* BEGIN Exercise materials *
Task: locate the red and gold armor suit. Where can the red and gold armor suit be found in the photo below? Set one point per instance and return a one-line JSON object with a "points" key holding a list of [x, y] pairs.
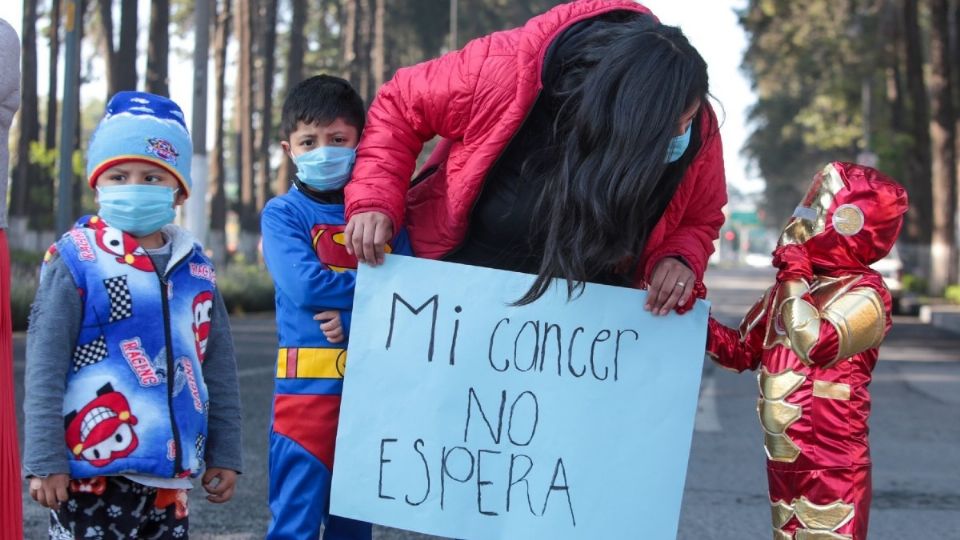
{"points": [[814, 337]]}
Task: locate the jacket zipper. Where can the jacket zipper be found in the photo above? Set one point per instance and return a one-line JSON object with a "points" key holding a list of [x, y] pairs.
{"points": [[171, 372]]}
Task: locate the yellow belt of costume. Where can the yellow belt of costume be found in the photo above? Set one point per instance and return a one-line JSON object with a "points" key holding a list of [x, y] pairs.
{"points": [[310, 363]]}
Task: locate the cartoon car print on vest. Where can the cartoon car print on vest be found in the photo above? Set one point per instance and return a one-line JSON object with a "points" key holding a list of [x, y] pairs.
{"points": [[328, 242], [202, 311], [102, 431], [123, 246]]}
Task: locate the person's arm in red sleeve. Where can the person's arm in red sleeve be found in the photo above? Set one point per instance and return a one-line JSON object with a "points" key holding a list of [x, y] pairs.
{"points": [[692, 241], [420, 102]]}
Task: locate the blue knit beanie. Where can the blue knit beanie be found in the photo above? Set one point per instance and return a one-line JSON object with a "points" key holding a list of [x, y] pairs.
{"points": [[138, 126]]}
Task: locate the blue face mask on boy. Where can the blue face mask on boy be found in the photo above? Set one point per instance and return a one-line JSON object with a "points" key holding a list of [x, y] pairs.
{"points": [[137, 209], [678, 145], [326, 168]]}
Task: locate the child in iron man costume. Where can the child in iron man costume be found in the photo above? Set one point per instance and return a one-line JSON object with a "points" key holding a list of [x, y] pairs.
{"points": [[814, 336]]}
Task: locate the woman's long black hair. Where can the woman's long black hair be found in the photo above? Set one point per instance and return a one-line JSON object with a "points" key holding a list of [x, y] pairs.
{"points": [[619, 85]]}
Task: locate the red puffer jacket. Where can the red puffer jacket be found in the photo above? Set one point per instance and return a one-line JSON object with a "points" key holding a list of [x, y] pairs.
{"points": [[476, 99]]}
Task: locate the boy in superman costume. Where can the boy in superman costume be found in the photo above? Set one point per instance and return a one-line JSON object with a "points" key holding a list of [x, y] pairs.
{"points": [[314, 278]]}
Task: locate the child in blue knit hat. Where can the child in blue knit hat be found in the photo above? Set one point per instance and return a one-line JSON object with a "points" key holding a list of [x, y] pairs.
{"points": [[131, 380]]}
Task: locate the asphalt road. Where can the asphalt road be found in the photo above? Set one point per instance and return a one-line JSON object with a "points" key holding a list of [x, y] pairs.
{"points": [[915, 437]]}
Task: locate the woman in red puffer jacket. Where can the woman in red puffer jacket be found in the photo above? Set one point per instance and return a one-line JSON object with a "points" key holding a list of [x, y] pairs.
{"points": [[580, 146]]}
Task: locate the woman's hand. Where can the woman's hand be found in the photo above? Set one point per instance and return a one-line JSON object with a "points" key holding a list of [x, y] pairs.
{"points": [[670, 285], [366, 235], [332, 326], [50, 491]]}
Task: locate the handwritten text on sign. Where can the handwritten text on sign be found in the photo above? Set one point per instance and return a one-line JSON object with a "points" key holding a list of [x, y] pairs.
{"points": [[464, 416]]}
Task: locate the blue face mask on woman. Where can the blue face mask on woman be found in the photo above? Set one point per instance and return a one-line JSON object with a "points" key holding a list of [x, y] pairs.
{"points": [[137, 209], [678, 145], [326, 168]]}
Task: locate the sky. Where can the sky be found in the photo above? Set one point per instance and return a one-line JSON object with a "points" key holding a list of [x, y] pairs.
{"points": [[711, 26]]}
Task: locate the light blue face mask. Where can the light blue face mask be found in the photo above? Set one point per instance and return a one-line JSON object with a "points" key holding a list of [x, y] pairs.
{"points": [[678, 145], [137, 209], [326, 168]]}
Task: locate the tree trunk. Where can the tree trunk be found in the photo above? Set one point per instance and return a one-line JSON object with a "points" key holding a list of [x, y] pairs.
{"points": [[943, 146], [23, 204], [349, 40], [51, 131], [243, 114], [917, 179], [218, 199], [363, 43], [298, 45], [159, 48], [268, 47], [79, 185]]}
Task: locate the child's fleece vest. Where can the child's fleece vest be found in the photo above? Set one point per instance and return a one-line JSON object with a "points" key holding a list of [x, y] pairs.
{"points": [[135, 399]]}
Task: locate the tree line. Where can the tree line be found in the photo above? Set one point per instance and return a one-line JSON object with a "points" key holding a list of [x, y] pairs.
{"points": [[868, 80]]}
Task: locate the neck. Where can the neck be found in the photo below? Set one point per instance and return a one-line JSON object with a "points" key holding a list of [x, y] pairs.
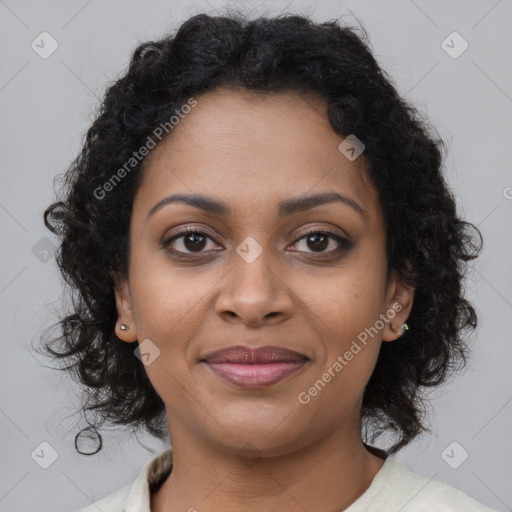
{"points": [[328, 475]]}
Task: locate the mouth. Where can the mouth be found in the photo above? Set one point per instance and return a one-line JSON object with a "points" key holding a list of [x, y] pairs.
{"points": [[257, 368]]}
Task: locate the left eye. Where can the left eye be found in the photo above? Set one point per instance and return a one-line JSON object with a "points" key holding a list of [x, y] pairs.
{"points": [[319, 241]]}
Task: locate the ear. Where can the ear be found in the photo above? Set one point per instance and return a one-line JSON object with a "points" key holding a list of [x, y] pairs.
{"points": [[124, 311], [399, 303]]}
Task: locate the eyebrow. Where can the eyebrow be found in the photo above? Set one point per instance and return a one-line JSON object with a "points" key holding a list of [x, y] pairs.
{"points": [[285, 208]]}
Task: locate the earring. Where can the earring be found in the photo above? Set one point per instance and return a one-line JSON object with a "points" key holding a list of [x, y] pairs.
{"points": [[404, 328]]}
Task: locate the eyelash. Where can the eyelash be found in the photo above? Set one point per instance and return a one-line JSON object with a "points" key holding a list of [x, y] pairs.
{"points": [[344, 243]]}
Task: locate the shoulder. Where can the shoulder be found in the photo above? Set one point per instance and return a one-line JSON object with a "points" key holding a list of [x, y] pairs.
{"points": [[137, 495], [115, 502], [417, 493]]}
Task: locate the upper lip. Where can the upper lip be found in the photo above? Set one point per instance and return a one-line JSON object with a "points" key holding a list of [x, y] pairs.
{"points": [[247, 355]]}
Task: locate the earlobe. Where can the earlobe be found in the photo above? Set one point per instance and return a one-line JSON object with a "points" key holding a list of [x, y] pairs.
{"points": [[399, 309], [125, 326]]}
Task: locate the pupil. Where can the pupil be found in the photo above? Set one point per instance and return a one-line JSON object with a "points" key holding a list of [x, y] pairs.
{"points": [[194, 245], [322, 245]]}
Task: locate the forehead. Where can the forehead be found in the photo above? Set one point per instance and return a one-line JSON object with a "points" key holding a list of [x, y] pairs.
{"points": [[254, 150]]}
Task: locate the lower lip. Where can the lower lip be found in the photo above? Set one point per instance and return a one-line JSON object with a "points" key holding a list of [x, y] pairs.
{"points": [[255, 375]]}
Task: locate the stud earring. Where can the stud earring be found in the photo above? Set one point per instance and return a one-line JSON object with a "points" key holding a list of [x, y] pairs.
{"points": [[404, 328]]}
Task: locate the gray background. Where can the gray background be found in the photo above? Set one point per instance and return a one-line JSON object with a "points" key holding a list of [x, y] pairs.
{"points": [[46, 106]]}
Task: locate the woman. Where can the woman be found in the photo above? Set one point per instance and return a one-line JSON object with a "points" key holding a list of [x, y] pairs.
{"points": [[267, 262]]}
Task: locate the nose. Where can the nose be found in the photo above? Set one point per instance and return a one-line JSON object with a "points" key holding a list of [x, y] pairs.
{"points": [[253, 293]]}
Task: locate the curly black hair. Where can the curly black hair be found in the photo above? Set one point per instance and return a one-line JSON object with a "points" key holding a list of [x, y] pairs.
{"points": [[427, 244]]}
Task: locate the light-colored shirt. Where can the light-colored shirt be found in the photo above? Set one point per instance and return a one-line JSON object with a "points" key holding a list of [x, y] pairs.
* END Exercise materials *
> **Task details**: Write out the lines above, starting at the line that contains "Task: locate the nose." and ending with the final line, and nothing else; copy them exactly.

> **Problem solution**:
Task: locate the nose. Where can the nose be found in the photo above? Set one point per instance and return a one-line JSON object with a "points" key holding a list of [x, y] pairs.
{"points": [[253, 293]]}
Task: locate the curly black hair. Where can the curly black hair be found in the photo above? Set one point per instance and return a one-line JSON object with a "points" key holding a list of [x, y] pairs.
{"points": [[427, 244]]}
Task: locate the light-colored shirt. Where can the light-colored shirt be found in the photo above? Set one point per instance and return a one-line JSON object with a "points" key holding a list of [x, y] pairs.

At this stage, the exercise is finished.